TRAVAIL NON COMPTABILISÉ DANS PIB (liste non exhaustive) :
> Travail domestique : ensemble des taches non rémunérées réalisés au sein du foyer pour l’entretenir (≈3h/jour)
Exemples : nettoyage de la maison, cuisine, vaisselle, entretien du linge, rangement, courses
> Travail administratif : sous-catégorie du travail domestique, tâches réalisées dans le but d’organiser et d’assurer le bon fonctionnement du ménage
Exemples : faire la déclaration d’impôts, gérer les factures et les comptes, prendre les rendez-vous, planifier le budget, s’occuper du courrier et des papiers
> Travail du care : travail de soin à autrui, considéré comme relevant de compétences féminines “innées” ne demandant pas d’effort (“vocation”)
Exemples : proches aidants (de parents vieillissants, du conjoint malade ou en situation de handicap), soin aux enfants, animaux, collègues
> Travail reproductif, affectif et sexuel : activités liées à la reproduction et au travail du care
Exemples : procréer, donner de l’affection à saon conjoint·e, élever les enfants
> Travail mental : il s’agit de la charge mentale (≠ mental du sportif) : travail d’organisation, de planification pour satisfaire les besoins de chacun·e et le bon fonctionnement des lieux, des activités, des services
Exemples : gérer les emplois du temps des enfants (école, loisirs), voire du/de la conjoint·e, prendre les rendez-vous chez le médecin, planifier les repas, regarder s’il reste de la lessive
> Travail émotionnel : les émotions ne sont pas en dehors de règles sociales et elles nécessitent une certaine gestion
Exemples : calmer une personne violente, écouter l’autre, l’aider à définir son émotion, lire une situation via les émotions
> Travail de la conversation : la conversation n’est pas spontanée mais nécessite certaines conditions et des efforts de la part des participant·es
Exemples : les femmes, moins bavardes que les hommes, posent plus de questions et valorisent plus l’autre dans l’échange
> Travail au sein de l’entreprise du/de la conjoint·e : travail non rémunéré réalisé au sein de l’entreprise ou de l’exploitation du/de la conjoint·e sans avoir de statut précis
Exemples : travail au sein de l’exploitation agricole de saon conjoint·e, enfant aidant dans le commerce de ses parents, secrétariat
TRAVAIL COMPTABILISÉ DANS PIB (liste non exhaustive) :
> Travail du care : travail de soin à autrui, considéré comme relevant de compétences féminines “innées” ne demandant pas d’effort (“vocation”)

· · · · · · ·

**CONSIGNES:**
1/ Énumérez les catégories de travail que le texte sur le travail et le PIB range sous « TRAVAIL NON COMPTABILISÉ DANS PIB ».
2/ Reprenez le texte sur le travail et le PIB après sa dernière ligne, en prolongeant la liste du travail comptabilisé dans le PIB.

**DONNÉES ENREGISTRÉES:**
· · · · · · ·

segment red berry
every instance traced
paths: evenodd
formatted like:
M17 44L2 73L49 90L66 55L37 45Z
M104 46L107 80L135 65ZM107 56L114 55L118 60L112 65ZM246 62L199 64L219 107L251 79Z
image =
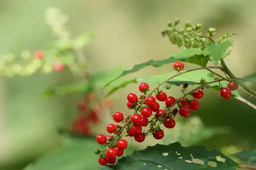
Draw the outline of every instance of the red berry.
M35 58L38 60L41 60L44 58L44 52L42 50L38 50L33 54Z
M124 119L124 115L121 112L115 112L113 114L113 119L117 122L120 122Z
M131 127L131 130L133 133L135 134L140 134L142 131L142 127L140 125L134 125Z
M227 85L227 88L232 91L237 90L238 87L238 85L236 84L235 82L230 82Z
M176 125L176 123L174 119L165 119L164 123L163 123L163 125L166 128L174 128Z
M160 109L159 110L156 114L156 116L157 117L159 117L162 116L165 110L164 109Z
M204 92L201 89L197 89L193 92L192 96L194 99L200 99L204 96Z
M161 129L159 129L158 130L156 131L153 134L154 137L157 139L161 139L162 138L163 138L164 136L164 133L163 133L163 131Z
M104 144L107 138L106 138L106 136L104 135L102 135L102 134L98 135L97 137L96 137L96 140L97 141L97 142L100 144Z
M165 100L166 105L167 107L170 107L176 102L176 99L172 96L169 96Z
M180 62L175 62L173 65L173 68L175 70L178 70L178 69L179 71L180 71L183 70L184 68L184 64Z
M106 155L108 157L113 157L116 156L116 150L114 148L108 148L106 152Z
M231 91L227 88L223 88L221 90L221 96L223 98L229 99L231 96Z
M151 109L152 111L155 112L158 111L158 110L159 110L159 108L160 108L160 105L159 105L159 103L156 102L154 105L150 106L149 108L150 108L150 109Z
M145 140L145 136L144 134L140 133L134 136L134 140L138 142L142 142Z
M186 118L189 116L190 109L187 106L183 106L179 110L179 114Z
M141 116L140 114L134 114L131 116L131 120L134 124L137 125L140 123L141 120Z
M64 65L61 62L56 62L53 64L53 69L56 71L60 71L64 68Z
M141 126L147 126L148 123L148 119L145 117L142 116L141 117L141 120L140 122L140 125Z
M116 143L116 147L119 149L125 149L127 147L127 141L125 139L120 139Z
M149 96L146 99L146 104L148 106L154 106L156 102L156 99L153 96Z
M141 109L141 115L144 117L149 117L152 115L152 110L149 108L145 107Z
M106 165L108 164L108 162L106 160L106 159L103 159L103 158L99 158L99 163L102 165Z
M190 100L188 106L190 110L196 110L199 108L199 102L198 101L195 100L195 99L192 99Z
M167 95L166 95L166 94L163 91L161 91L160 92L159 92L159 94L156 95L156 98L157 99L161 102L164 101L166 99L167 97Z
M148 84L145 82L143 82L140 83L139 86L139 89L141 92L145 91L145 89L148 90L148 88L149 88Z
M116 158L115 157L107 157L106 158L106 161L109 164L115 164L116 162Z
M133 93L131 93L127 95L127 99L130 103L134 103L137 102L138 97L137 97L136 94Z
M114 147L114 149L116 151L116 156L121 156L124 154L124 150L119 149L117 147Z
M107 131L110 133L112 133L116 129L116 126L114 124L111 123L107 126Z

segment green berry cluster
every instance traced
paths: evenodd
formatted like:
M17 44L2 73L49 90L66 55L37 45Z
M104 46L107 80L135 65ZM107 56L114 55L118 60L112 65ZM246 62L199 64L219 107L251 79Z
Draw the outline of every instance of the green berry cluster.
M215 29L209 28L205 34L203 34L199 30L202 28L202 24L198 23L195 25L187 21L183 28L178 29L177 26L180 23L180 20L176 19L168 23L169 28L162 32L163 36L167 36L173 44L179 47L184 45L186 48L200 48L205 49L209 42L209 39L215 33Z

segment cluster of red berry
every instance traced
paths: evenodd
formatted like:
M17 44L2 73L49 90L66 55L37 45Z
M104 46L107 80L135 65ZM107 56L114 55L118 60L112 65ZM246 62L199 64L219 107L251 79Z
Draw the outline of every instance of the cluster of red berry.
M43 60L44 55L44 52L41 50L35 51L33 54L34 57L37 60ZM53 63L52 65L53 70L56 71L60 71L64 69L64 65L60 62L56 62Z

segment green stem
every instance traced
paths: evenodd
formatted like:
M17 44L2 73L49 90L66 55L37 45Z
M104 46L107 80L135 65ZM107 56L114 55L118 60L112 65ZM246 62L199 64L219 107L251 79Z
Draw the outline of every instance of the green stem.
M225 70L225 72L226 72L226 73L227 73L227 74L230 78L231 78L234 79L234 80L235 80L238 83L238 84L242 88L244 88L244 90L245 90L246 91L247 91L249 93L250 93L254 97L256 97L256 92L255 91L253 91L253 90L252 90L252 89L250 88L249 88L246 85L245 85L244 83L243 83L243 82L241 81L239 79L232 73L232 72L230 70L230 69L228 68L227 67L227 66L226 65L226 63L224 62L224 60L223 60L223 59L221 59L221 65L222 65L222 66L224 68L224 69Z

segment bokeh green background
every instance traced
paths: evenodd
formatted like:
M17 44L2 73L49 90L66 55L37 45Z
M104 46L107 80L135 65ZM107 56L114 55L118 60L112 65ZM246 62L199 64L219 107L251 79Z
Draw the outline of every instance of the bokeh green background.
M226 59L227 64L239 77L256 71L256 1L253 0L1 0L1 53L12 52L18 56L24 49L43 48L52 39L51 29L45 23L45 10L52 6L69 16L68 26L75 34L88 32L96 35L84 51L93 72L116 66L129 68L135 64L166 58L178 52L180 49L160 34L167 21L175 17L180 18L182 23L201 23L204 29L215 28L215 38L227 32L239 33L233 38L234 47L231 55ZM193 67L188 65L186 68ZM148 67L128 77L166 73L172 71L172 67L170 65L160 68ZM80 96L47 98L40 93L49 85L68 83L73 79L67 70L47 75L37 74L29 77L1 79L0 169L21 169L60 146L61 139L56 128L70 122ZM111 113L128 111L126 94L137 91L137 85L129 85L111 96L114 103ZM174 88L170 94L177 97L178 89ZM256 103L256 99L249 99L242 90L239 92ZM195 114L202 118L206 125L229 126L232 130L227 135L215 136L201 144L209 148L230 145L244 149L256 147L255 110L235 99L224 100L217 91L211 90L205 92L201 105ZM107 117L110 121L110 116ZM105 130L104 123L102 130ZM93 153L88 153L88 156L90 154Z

· · · · · · ·

**RÉPONSES DANS L'ORDRE:**
1/
- Travail domestique
- Travail administratif
- Travail du care
- Travail reproductif, affectif et sexuel
- Travail mental
- Travail émotionnel
- Travail de la conversation
- Travail au sein de l'entreprise du/de la conjoint·e

2/
Exemples : auxiliaires de vie, aides à domicile, aides soignant·es, infirmier·es , caissier·es, livreur·ses
> Travail de nettoyage : sous-catégorie du travail du care, travail consistant à rendre le pays propre afin qu’il puisse fonctionner
Exemples : femmes de ménage (bureaux, immeubles, industries...), éboueurs, laveurs de vitres
> Travail administratif : tâches consistant à assurer le bon fonctionnement d’une entité
Exemples : secrétaires, chargé·es d’accueil, assistant·es, agent·es administratif
> Travail du sexe : travail consistant à effectuer une prestation sexuelle en échange d’argent
Exemples : prostitution, camgirls/boys, acteurices porno, accompagnant·es sexuel·les
Compte tenu du fait que les études, recherches et statistiques sont effectuées suivant une division binaire des êtres humain·es entre “ hommes ” et “ femmes ”, nous serons parfois contraint·es d’utiliser ces mêmes deux catégories dans ce texte.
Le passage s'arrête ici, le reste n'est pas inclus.